%%

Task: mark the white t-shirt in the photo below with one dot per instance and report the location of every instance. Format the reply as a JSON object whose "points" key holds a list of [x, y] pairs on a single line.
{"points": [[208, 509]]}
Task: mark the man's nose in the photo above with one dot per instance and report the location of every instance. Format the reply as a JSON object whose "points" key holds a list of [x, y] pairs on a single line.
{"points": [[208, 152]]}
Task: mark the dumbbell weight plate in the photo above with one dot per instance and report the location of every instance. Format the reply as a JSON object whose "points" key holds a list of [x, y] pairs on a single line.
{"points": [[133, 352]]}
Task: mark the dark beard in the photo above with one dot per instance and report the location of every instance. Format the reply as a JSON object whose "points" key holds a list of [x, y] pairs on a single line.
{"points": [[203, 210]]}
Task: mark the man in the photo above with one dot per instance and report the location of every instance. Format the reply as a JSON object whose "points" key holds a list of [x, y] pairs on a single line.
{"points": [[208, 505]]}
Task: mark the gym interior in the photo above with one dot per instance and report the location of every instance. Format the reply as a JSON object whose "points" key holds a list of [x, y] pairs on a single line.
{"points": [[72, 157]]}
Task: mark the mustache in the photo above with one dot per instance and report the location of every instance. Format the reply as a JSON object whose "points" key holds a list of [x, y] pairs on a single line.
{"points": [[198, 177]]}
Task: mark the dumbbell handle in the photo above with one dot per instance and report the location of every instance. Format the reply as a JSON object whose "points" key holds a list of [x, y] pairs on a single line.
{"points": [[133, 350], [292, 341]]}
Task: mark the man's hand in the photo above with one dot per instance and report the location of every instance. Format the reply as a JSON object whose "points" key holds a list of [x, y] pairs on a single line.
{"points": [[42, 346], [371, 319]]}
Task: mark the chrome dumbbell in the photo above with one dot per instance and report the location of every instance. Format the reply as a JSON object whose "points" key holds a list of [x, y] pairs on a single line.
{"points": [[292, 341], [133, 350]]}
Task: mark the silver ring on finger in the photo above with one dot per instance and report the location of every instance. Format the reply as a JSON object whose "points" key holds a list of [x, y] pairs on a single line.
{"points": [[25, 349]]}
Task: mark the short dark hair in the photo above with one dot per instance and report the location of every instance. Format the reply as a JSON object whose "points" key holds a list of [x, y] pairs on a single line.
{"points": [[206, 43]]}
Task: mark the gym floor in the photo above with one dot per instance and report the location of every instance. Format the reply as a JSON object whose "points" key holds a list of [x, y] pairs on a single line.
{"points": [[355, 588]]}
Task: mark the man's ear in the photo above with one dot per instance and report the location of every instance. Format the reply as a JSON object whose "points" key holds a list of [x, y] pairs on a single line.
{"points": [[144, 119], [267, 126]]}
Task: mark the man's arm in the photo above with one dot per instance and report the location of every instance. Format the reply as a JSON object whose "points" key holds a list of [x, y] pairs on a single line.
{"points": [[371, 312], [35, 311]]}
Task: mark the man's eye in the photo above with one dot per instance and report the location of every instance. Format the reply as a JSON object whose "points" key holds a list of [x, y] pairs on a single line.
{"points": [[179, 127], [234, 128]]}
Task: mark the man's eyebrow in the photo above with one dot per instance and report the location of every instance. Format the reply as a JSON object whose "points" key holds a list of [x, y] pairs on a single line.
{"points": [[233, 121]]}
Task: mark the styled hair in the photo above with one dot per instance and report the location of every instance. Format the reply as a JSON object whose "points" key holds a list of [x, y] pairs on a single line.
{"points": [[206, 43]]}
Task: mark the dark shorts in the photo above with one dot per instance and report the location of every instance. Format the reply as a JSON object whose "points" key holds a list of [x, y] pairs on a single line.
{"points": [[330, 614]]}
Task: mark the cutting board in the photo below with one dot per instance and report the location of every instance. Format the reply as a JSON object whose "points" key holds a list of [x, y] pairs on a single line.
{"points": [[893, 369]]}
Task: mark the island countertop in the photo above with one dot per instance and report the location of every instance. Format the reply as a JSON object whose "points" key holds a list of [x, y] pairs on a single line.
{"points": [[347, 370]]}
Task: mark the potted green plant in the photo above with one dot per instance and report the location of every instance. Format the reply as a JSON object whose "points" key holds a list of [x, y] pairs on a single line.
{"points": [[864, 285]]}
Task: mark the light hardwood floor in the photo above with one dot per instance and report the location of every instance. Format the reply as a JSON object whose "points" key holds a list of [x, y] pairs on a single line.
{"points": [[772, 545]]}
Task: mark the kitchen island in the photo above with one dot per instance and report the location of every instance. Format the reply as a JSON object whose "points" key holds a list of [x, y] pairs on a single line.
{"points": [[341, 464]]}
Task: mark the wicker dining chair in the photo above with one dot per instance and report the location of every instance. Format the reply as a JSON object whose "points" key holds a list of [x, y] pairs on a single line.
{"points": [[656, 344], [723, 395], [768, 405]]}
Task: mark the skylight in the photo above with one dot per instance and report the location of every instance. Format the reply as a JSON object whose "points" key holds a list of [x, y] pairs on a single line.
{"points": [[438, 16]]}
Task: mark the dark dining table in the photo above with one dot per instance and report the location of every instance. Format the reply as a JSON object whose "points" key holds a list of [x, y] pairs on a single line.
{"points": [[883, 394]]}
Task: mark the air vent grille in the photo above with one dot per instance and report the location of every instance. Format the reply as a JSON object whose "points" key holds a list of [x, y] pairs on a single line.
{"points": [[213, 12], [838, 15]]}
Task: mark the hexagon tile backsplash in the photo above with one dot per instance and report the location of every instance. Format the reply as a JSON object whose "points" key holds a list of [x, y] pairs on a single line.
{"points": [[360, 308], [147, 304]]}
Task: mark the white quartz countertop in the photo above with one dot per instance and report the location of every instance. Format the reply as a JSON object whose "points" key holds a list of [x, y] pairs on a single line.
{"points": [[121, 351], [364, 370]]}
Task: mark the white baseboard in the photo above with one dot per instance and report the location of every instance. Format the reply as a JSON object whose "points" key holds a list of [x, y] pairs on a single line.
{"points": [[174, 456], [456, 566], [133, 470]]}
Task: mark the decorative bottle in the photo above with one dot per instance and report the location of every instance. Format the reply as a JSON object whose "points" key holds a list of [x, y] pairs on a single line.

%%

§ **Task description**
When you transcribe the listing, make each line match the original exactly.

§ **Answer to the problem**
Task: mark the white t-shirt in the photo below with one dot per instance and report the location of every instance. Format the reply as a JSON object whose "points" key holds a list of [x, y] pairs on a single line.
{"points": [[208, 509]]}
Task: mark the man's nose in the photo above with one dot per instance and report the location of every instance. Format the reply as a JSON object whose "points" key holds a list of [x, y] pairs on a single line.
{"points": [[208, 152]]}
Task: mark the dumbbell weight plate in the photo above with one dot per instance and report the location of every instance. Format the reply as a JSON object whose "points" key holds a list of [x, y] pairs on a single line.
{"points": [[133, 352]]}
Task: mark the dark beard in the photo above with one dot per instance and report the location of every instance. Format the reply as a JSON object whose "points" key holds a list of [x, y] pairs on a single line.
{"points": [[203, 210]]}
Task: mark the man in the photo above with one dot per instance and report the location of every instance. Format the reply as a JSON object whose "points" key holds a list of [x, y] pairs on a single line.
{"points": [[208, 505]]}
Task: mark the gym interior in the photo above with one dot per instance and report the location of every instance. Format the reply as a JSON object whose "points" key holds a list of [x, y] pairs on a single line.
{"points": [[72, 157]]}
Task: mark the mustache in the photo above with one dot per instance and report the location of every instance. Format the reply as a JSON object whose "points" key holds a list of [x, y] pairs on a single line.
{"points": [[198, 177]]}
Task: mark the dumbbell handle in the photo above with one dot per instance and report the location of every instance. Format the reply as a JSON object whose "points" key holds a list of [x, y] pairs on a single line.
{"points": [[133, 350], [292, 341]]}
Task: mark the man's hand in the photo above with one dot per instance and report the location of every instance. Format the reply as a JSON object whose "points" key holds a list of [x, y] pairs on a single line.
{"points": [[42, 346], [371, 319]]}
Task: mark the chrome dumbbell in the photo above with one dot per instance and report the location of every instance. Format the reply as a JSON object whose "points" key holds a list of [x, y] pairs on a single line.
{"points": [[292, 341], [133, 350]]}
Task: mark the silver ring on finger in the photo above with one dot per instance and report the location of every instance. Format the reply as a JSON object whose "points" key holds a list of [x, y] pairs on a single line.
{"points": [[25, 349]]}
Task: mark the short dark hair in the photo above with one dot per instance and report the location of every instance. Format the reply as a JSON object whose "points" key holds a list of [x, y] pairs on a single line.
{"points": [[206, 43]]}
Task: mark the gym floor in the photo above with one dot per instance and report the location of every instance. Format the reply as a JSON object whose "points" key holds a list of [x, y] pairs on a single line.
{"points": [[355, 588]]}
Task: mark the man's ear in the photo above with one dot per instance and report the location of every instance. Format the reply as a JSON object whose "points" key holds a list of [x, y] pairs on a single line.
{"points": [[144, 119], [267, 126]]}
Task: mark the man's arm in the photo above with one dot per instance and report the location of every instance. Format the reply as a JSON object whose "points" key holds a list of [x, y] pairs on a single line.
{"points": [[371, 312], [35, 311]]}
Task: mark the man's eye in the photo above with one dot per instance and report the location of every instance. Format the reply as a JSON object whose "points" key holds a list of [x, y] pairs on a single line.
{"points": [[179, 127], [234, 128]]}
Task: mark the man's eyebrow in the photo above with one dot per instance and report the location of every instance. Format the reply as a JSON object whose "points" key holds a list of [x, y] pairs on a single line.
{"points": [[233, 121]]}
Task: mark the styled hair in the photo above with one dot per instance and report the location of every instance. Format the reply as a JSON object whose "points" key holds a list of [x, y] pairs on a single line.
{"points": [[206, 43]]}
Task: mark the dark shorts in the photo above with one dot per instance and report the location of every instance. Format the reply as a JSON object whose "points" key holds a list of [x, y] pairs on a single line.
{"points": [[330, 614]]}
Task: mark the cutting board in the photo below with one dot per instance and report the location of every instance. Format the reply as a JSON object whose "points" key holds a list of [x, y] pairs on a single line.
{"points": [[893, 369]]}
Task: mark the island countertop in the photo above with one dot per instance and report the location of every instance. Format the reply as a JSON object whose "points" key holds a list of [x, y] pairs on a single line.
{"points": [[347, 370]]}
Task: mark the potted green plant in the photo above with one dot per instance and report the location of every instance. Format the reply as a JSON object whose "points" key holds a list of [x, y] pairs on a single line.
{"points": [[864, 285]]}
Task: mark the light hardwood floor in the photo above with one dot per instance and report the location of every instance. Format the reply as a JSON object whose "points" key holds a list of [x, y] pairs on a single line.
{"points": [[772, 545]]}
Task: mark the kitchen island in the photo above with one dot per instance and report the location of every instance. Format the reply as a JSON object whose "points" key holds a list of [x, y] pairs on a single line.
{"points": [[341, 464]]}
Task: mark the wicker dining chair in the photo above with one dot per instance and report the location of every instance. Format the reply as a JSON object whose "points" key holds a list of [x, y] pairs on a single line.
{"points": [[656, 344], [723, 395], [768, 405]]}
Task: mark the skylight in the photo above with one dot per instance and report the location of every instance. Format the reply as a JSON object whose "points" key holds a list of [x, y] pairs on a single line.
{"points": [[438, 16]]}
Task: mark the dark dining table in the photo above with one dot per instance and report the location of every instance. Format the reply as a JSON object whose "points" key holds a list of [x, y] pairs on a single line.
{"points": [[883, 394]]}
Task: mark the air vent grille in the photo above with one dot per instance and report the location of every instance. Format the reply as a JSON object whose "points" key holds a list of [x, y] pairs on a single line.
{"points": [[213, 12], [838, 15]]}
Task: mark the hexagon tile backsplash in the photo above with one dot per instance and report the location of every instance. Format the reply as a JSON object whose "points" key holds a list of [x, y] pairs on a single line.
{"points": [[360, 308], [147, 304]]}
Task: mark the white quartz countertop in the photo above with one dot per instance and report the location of every instance. Format the reply as a JSON object whose "points" key holds a list of [x, y] pairs on a single line.
{"points": [[121, 351], [364, 370]]}
Task: mark the white baseboard in the photo above with one dot per instance and report the location of every instance. Format the reply as a JSON object whose "points" key holds a list of [x, y] pairs on a single line.
{"points": [[174, 456], [456, 566], [133, 470]]}
Task: mark the decorative bottle in the photo above with one dot per instance and report the location of every instance. Format the reply as a JSON object whose "points" key holds a list of [x, y] pairs on a single line.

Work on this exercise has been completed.